*Document extract:*
* * *
Their success came in the New Deal, following the farm crisis --
portrayed in the Grapes of Wrath -- which preceded it. But farmers did
not respond to lower prices by significantly reducing output nor did
consumers significantly increase the quantity demanded. Instead,
inventories kept building and prices kept plummeting. The crisis ended
only with the implementation of New Deal regulations.
President Roosevelt's farm policy was designed to restore the farm
purchasing power of commodities relative to the rest of the economy by
using three policy tools -- production controls, price supports and farm
credit, explains Mark Ritchie, president of the Institute for Agriculture
and Trade Policy in his 1986 book, Crisis By Design: A Brief Review of
U.S. Farm Policy.
"The Parity program, as it was called, had three central features,"
Ritchie writes. "First, it established the Commodity Credit Corporation
(CCC), which made loans to farmers whenever prices offered by the
food processors or grain corporations fell below the cost of production.
* * *
*Extracted records:*
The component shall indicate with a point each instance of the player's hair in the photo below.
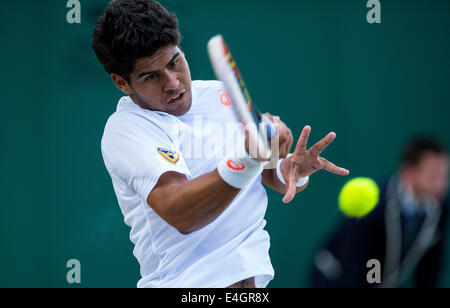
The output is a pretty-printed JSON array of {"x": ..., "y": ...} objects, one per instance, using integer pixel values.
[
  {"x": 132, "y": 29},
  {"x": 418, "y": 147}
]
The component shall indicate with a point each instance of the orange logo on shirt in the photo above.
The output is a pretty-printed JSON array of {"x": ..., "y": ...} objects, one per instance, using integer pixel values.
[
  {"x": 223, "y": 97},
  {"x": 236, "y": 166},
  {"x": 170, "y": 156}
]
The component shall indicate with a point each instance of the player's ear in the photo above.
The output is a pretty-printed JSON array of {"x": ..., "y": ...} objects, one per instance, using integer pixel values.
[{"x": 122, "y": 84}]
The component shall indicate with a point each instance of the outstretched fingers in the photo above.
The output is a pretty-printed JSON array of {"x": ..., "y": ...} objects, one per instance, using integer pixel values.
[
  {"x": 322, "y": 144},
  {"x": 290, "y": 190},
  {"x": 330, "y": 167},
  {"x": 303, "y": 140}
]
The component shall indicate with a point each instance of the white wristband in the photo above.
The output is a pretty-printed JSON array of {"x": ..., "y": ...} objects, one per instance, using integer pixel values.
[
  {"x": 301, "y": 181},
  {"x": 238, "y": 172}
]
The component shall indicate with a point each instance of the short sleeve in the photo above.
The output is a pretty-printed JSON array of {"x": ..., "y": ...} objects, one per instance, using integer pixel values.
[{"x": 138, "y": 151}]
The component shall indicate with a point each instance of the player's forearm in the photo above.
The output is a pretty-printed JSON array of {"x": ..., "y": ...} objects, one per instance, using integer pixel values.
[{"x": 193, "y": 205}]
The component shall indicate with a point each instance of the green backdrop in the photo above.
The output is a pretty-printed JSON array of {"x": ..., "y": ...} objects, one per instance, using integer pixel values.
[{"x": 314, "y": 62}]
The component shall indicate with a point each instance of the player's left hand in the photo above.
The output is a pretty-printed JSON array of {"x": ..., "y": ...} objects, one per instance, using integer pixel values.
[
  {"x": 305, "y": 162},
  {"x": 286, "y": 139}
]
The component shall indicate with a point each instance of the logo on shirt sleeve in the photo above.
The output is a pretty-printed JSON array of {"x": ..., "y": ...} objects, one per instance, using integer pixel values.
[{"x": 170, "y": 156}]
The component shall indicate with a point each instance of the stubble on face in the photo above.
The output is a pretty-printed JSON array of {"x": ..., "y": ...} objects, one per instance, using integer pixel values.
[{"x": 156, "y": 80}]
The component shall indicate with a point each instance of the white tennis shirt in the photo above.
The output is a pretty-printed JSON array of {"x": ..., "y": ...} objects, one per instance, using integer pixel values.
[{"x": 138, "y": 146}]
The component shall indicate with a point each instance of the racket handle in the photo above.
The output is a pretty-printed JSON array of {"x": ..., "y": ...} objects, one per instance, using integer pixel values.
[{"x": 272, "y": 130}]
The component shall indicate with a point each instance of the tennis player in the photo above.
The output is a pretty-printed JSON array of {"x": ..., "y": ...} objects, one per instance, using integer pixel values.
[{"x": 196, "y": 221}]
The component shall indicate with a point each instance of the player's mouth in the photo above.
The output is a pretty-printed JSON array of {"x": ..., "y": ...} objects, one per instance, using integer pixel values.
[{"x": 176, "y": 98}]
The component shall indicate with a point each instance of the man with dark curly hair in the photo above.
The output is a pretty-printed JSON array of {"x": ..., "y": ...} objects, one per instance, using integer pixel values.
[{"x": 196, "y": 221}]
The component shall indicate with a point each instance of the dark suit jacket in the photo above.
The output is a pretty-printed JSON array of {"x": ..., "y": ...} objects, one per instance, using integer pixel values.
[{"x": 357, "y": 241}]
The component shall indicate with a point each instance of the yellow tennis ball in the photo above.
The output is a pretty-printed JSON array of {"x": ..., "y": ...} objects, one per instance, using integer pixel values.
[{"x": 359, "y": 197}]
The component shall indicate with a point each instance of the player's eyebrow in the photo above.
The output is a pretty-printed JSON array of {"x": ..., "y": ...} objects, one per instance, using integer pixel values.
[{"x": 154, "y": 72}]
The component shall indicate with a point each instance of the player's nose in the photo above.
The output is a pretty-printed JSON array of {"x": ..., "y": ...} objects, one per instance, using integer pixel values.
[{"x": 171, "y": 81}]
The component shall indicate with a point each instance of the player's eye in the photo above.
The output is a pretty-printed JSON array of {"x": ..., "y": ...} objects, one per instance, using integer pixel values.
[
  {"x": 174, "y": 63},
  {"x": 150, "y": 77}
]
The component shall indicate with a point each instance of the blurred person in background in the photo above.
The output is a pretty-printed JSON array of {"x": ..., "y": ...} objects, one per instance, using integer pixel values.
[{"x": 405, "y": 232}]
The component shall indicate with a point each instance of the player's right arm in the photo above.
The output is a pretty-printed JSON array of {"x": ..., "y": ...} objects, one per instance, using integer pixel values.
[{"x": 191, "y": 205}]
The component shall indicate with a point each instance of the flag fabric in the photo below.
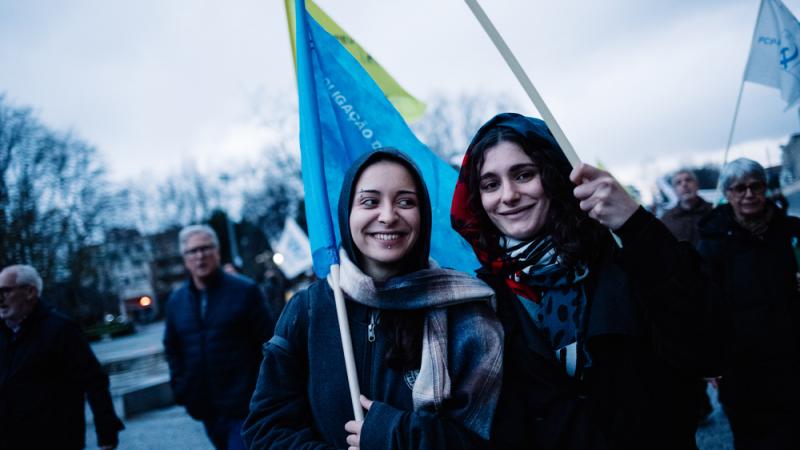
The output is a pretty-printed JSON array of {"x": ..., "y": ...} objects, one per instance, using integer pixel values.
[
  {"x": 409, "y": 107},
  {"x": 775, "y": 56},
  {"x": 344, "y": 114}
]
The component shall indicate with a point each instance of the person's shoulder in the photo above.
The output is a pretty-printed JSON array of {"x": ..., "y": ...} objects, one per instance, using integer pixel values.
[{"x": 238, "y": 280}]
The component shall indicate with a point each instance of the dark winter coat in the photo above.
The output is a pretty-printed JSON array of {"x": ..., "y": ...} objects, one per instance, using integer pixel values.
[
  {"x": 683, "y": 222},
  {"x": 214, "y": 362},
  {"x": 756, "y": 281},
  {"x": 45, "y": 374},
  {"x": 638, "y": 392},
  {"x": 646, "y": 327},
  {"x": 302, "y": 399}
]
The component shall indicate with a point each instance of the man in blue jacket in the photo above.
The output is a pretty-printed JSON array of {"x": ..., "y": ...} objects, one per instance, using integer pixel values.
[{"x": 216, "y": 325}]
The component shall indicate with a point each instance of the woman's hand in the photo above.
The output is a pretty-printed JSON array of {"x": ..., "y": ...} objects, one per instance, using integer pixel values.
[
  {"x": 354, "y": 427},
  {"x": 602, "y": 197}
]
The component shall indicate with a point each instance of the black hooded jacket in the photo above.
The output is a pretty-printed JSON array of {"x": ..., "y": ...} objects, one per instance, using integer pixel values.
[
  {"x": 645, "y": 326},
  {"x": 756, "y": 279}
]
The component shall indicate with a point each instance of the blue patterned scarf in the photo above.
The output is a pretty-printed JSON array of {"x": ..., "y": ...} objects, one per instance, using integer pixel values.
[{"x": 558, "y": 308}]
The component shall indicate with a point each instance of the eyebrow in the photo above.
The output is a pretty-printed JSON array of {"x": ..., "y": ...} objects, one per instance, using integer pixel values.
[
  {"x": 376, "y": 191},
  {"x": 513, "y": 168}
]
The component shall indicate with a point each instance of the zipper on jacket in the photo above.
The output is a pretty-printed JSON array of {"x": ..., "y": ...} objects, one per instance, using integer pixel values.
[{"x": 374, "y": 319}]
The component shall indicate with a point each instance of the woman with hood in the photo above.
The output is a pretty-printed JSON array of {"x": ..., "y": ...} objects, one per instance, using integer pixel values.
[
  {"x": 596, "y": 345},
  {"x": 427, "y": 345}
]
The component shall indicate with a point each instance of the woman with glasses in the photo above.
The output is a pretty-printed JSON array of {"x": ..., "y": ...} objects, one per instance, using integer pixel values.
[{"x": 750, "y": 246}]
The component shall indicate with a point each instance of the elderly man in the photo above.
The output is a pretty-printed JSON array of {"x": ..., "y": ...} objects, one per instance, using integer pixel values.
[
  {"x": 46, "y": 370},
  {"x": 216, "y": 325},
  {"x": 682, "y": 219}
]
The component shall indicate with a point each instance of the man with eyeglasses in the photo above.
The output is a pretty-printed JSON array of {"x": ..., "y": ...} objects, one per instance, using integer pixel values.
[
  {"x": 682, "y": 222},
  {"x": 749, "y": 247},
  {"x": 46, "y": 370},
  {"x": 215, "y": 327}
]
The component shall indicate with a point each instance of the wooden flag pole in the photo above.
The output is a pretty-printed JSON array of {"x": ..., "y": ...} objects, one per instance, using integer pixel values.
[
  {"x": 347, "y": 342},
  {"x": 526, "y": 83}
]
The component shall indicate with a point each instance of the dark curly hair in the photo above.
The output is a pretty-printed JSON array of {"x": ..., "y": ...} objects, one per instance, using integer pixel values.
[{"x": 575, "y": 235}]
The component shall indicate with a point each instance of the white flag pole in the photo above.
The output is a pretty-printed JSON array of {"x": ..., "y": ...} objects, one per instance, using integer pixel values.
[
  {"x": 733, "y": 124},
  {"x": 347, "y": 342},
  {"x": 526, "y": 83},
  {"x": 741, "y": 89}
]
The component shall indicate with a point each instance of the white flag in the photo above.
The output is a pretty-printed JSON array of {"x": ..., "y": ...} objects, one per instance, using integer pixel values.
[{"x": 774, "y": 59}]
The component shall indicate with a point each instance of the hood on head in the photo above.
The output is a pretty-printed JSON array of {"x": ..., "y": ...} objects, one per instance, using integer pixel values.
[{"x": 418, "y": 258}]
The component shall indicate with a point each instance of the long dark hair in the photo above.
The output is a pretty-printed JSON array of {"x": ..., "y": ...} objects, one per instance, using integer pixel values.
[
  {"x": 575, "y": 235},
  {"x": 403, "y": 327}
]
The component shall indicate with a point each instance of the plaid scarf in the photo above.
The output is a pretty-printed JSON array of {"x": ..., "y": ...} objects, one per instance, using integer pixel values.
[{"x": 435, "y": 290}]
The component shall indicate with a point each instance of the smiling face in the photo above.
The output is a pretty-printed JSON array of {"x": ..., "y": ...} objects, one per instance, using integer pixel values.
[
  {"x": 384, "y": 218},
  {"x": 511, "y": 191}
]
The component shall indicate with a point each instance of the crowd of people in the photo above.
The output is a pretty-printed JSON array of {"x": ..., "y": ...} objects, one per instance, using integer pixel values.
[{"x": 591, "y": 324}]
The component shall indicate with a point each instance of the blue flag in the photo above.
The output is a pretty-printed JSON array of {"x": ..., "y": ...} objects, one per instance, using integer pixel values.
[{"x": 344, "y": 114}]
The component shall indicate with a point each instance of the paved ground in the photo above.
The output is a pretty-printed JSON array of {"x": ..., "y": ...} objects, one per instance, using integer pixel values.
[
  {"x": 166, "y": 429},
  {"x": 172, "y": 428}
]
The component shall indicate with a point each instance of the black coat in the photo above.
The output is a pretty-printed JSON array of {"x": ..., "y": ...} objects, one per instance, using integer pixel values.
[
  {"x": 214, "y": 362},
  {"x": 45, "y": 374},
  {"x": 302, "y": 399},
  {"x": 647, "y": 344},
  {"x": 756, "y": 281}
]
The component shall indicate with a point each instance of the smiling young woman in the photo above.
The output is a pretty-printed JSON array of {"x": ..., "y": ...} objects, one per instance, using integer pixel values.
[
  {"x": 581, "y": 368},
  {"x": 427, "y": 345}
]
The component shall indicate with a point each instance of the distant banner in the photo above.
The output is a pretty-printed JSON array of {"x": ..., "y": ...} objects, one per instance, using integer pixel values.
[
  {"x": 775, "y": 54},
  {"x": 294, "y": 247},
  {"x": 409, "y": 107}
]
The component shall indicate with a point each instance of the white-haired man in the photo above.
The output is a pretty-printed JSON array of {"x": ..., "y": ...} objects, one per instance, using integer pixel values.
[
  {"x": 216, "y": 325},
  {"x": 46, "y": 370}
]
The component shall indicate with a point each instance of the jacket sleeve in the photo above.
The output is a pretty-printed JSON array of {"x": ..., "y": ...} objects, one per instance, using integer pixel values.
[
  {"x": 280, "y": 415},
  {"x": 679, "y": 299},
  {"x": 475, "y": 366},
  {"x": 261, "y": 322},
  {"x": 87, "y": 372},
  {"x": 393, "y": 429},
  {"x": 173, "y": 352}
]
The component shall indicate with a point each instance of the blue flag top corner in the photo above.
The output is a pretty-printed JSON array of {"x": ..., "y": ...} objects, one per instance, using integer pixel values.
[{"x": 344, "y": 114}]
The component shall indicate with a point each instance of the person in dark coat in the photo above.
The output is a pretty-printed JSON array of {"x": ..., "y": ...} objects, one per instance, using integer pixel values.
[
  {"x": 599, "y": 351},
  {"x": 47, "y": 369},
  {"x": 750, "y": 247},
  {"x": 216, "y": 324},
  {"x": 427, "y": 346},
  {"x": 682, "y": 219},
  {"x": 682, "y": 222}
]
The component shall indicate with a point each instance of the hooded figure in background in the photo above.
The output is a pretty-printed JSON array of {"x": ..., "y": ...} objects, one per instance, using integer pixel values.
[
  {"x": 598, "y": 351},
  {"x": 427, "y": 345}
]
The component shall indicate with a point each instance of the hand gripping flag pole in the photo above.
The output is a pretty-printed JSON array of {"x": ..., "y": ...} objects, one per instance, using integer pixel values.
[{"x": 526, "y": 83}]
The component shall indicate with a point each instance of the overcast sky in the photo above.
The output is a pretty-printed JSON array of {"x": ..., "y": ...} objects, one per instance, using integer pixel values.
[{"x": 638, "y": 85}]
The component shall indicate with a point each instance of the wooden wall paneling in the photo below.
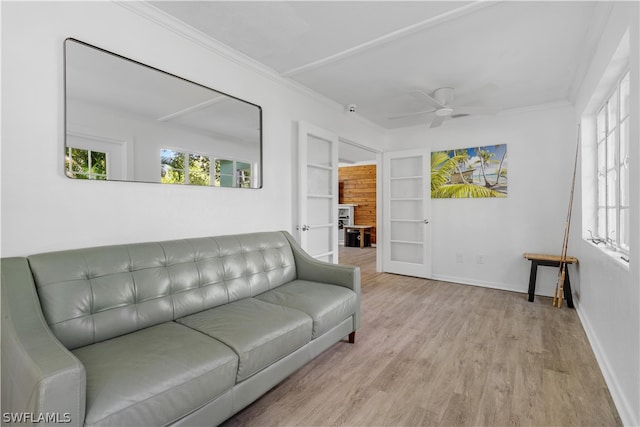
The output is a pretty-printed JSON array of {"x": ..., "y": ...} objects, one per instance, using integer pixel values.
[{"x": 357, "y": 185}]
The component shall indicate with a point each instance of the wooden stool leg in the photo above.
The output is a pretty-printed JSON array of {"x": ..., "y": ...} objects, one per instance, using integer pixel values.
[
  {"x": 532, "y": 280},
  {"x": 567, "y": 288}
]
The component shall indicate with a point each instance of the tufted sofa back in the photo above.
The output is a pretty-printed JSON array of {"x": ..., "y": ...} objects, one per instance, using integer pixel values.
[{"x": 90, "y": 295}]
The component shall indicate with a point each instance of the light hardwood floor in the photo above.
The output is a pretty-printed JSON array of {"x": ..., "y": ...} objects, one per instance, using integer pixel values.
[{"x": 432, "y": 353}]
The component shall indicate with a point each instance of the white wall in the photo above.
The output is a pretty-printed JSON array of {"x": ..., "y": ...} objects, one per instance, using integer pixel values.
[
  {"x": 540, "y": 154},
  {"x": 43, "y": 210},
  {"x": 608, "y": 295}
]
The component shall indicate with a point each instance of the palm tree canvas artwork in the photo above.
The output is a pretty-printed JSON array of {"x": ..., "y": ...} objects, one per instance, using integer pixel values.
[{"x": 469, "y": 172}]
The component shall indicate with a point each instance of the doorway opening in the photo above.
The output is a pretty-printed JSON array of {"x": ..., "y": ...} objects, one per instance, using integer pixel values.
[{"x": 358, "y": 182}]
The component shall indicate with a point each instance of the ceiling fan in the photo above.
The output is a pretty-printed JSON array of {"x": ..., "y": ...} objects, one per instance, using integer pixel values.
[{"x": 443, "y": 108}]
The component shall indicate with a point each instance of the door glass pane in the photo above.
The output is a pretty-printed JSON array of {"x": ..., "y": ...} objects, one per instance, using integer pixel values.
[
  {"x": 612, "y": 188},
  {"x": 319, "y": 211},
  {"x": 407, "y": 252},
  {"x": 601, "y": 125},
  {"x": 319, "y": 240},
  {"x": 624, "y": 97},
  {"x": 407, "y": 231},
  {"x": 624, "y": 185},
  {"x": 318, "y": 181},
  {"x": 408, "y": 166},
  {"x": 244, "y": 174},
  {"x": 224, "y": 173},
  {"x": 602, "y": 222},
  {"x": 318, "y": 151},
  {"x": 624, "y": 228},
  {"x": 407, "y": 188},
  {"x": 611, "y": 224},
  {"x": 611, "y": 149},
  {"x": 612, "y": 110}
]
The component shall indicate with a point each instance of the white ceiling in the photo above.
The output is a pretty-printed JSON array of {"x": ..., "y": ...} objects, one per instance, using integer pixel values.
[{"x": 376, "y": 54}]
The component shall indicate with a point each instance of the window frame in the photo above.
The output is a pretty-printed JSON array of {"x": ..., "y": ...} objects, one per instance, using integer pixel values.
* * *
*Given instruction:* Using the passage on New Deal farm policy, explain why inventories kept building and prices kept plummeting during the farm crisis.

*Answer to the exercise:* Farmers did not respond to lower prices by significantly reducing output, and consumers did not significantly increase the quantity they demanded. As a result, inventories kept building and prices kept falling until New Deal regulations were put in place.